• Work instructions: Convert all of the material below into a two-column CSV with the headers task_text and points. Each row pairs a paragraph of text with the coordinate lines under it, both fields in double quotes and with line breaks replaced by spaces.

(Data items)
══════════
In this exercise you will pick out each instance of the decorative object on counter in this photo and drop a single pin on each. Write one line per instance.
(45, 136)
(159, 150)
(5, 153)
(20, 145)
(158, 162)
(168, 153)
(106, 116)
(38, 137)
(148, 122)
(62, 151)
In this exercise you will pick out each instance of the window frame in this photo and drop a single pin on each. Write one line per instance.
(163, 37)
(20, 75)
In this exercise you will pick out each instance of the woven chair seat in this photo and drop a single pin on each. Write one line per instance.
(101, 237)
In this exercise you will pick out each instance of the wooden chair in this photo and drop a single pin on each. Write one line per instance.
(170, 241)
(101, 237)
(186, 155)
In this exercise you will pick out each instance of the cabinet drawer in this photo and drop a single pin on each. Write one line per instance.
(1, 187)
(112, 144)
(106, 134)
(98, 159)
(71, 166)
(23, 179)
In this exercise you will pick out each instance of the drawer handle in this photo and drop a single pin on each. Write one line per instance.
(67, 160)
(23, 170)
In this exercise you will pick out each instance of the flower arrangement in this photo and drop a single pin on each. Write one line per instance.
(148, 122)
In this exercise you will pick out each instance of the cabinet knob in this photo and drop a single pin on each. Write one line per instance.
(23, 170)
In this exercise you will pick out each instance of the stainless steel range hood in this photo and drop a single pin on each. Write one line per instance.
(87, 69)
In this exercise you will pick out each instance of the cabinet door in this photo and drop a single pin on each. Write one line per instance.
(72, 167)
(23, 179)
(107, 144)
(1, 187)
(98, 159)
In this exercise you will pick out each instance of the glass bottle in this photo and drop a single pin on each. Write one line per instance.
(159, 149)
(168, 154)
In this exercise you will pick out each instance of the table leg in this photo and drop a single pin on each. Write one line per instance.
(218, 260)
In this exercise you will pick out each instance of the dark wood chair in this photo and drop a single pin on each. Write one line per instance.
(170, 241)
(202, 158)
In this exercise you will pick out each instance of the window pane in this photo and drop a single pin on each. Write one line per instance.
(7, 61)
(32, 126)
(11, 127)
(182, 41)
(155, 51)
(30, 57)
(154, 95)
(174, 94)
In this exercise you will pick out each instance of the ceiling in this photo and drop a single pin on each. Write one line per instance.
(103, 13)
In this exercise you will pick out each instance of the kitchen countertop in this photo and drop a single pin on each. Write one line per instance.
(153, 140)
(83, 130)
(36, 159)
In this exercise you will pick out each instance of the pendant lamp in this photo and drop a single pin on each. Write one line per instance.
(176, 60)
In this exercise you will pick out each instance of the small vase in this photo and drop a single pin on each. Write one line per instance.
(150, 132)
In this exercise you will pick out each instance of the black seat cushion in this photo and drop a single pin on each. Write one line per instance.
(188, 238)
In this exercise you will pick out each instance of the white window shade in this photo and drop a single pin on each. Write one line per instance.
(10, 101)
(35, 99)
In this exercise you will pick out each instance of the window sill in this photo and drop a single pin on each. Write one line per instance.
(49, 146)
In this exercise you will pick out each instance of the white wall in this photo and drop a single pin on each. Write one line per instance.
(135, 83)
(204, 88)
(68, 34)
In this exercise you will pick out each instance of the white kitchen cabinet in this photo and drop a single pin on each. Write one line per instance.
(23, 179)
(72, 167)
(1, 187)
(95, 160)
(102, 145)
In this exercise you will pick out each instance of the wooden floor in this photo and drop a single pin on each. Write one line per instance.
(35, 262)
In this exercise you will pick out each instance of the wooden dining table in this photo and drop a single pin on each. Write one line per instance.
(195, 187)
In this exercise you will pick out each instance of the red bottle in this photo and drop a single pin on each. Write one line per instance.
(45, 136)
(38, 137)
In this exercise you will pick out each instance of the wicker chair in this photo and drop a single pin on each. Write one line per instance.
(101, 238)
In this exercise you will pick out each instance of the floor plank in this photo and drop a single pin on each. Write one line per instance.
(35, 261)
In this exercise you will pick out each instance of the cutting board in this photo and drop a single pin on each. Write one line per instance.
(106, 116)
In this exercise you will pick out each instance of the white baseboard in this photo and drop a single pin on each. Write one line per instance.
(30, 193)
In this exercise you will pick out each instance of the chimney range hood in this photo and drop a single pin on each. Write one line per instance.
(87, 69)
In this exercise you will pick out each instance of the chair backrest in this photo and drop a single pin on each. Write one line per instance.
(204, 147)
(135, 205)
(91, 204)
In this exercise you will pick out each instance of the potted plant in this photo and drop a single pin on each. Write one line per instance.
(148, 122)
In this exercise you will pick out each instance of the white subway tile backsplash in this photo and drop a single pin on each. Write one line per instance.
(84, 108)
══════════
• Complete response:
task_text,points
"In this exercise you will pick out each instance of the decorative object on counter in this photo and drop a single pin on each. Write one line per instance.","(45, 136) (159, 150) (5, 153) (20, 145) (158, 162) (168, 153) (106, 116) (38, 137) (148, 122) (62, 151)"
"In this exercise you will pick out each instance of the window frame in this photo and drop a single pin on each. Write one line per instance.","(163, 37) (20, 75)"
"In this exercise you will pick out each instance of the woven chair seat in this photo and drop a single pin on each. Write one line per instance.","(101, 237)"
"In this exercise you will pick out each instance of the wooden chair in this photo and drop a single pin on each. Write one line per instance.","(170, 241) (101, 237) (186, 155)"
"In this exercise you will pick out each instance of the cabinet drawer in this photo and drop a single pin on each. Write one line per instance.","(1, 187) (112, 144) (106, 134) (98, 159) (71, 166) (23, 179)"
"In this exercise you will pick out each instance of the drawer handle in this photo and drop a single pin on each. Write one line per instance.","(67, 160) (23, 170)"
"In this exercise you will pick out each instance of the flower arrangement in this photo and drop a single pin on each. Write one line per instance.","(148, 122)"
"In this exercise you will pick out each instance of the cabinet knob in this photo and drop a single pin on each. Write one line per instance.","(23, 170)"
"In this exercise you will pick out each instance of the stainless steel range hood in this photo and drop a single pin on each. Write one line per instance.","(87, 69)"
"In this exercise you will pick out each instance of the cabinet door in this photo and drop a single pin on each. Write one line per instance.","(72, 167) (23, 179) (107, 144) (1, 187) (98, 159)"
"In this exercise you will pick out each instance of the glass bottle in this photo and drop a single pin on each. Write one line per instance.","(159, 149) (168, 154)"
"In this exercise you will pick out each instance of the table leg in this photo and drop a single pin on each. Write one line per instance.","(218, 260)"
"In this exercise you will pick out each instance of the dark wood chair in this photo and drop a single pin on each. Write one line per instance.","(170, 241) (202, 158)"
"In this exercise you will pick out each instance of the window pane in this photo and drop a single pin on each. Write one line per instance.","(7, 61) (32, 126) (11, 127) (182, 41) (155, 51) (30, 57) (154, 95) (174, 94)"
"In this exercise you will pick out each instance of the ceiling in this photo and drop a single pin on each. Write one line per instance.","(103, 13)"
"In this exercise you will pick out each instance of the kitchen countertop in this photo and drop a single pin on each. Write one line per instance.","(153, 140) (83, 130) (36, 159)"
"In this exercise you will pick out each instance of the pendant lamp in this photo and drop a single pin on each. Write one line per instance.","(176, 60)"
"In this exercise you will pick out each instance of the small vase in this photo and drop a single pin on each. Write one line per instance.","(150, 132)"
"In this exercise you will pick out each instance of the black seat cushion in this photo and drop a single pin on each. Write one line per instance.","(188, 238)"
"In this exercise you will pick out each instance of the white window shade in this photo and drop a single pin on each. Write one line per instance.","(10, 101) (35, 99)"
"In this exercise you will pick out each instance of the window sill in this photo and drop a single pin on each. Write one line per instance.","(49, 146)"
"In this exercise you will pick out each instance of the white wall in this photo and drop a single pin on each. Write one line per instance.","(135, 83) (204, 88) (68, 34)"
"In this exercise you will pick out each instance of the white kitchen cabinet in this photo and drop a single pin on each. Write one line per instance.","(23, 179) (72, 167) (1, 187) (95, 160) (102, 145)"
"In this exercise you will pick out each instance of the wooden floor in this photo and drop a single pin on each. Write one line per instance.","(35, 262)"
"In this exercise you will pick out each instance of the wooden dining table in this photo and drop a single pin on each. Write one line per instance.","(195, 187)"
"In this exercise you will pick out each instance of the red bottle in this photo and drop a single pin on each. Write one line per instance.","(45, 136) (38, 137)"
"In this exercise you will pick out each instance of the wicker chair in this photo and drop a single pin on each. Write one line per instance.","(101, 238)"
"In this exercise you will pick out each instance of the floor plank in this photo and drop a single pin on each. Write one line per instance.","(35, 261)"
"In this exercise you will pick out each instance of the cutting board in this photo and drop a single pin on each. Write one line per instance.","(106, 116)"
"In this exercise you will pick out each instance of the white baseboard in this photo and drop a single pin on each. Write one line per instance.","(30, 193)"
"In this exercise you will pick out each instance of the chimney range hood in this photo and drop a single pin on each. Write one line per instance.","(87, 69)"
"In this exercise you will pick out each instance of the chair backrest in this photo and drop a single pin on each. Write one line per instance.","(204, 147) (135, 205) (91, 204)"
"In this exercise you will pick out each instance of the potted plant in this photo and drop a single pin on each. Write one line per instance.","(148, 122)"
"In this exercise you will pick out each instance of the white subway tile backsplash in this photo and drop a single pin on each. Write one line per instance.","(84, 108)"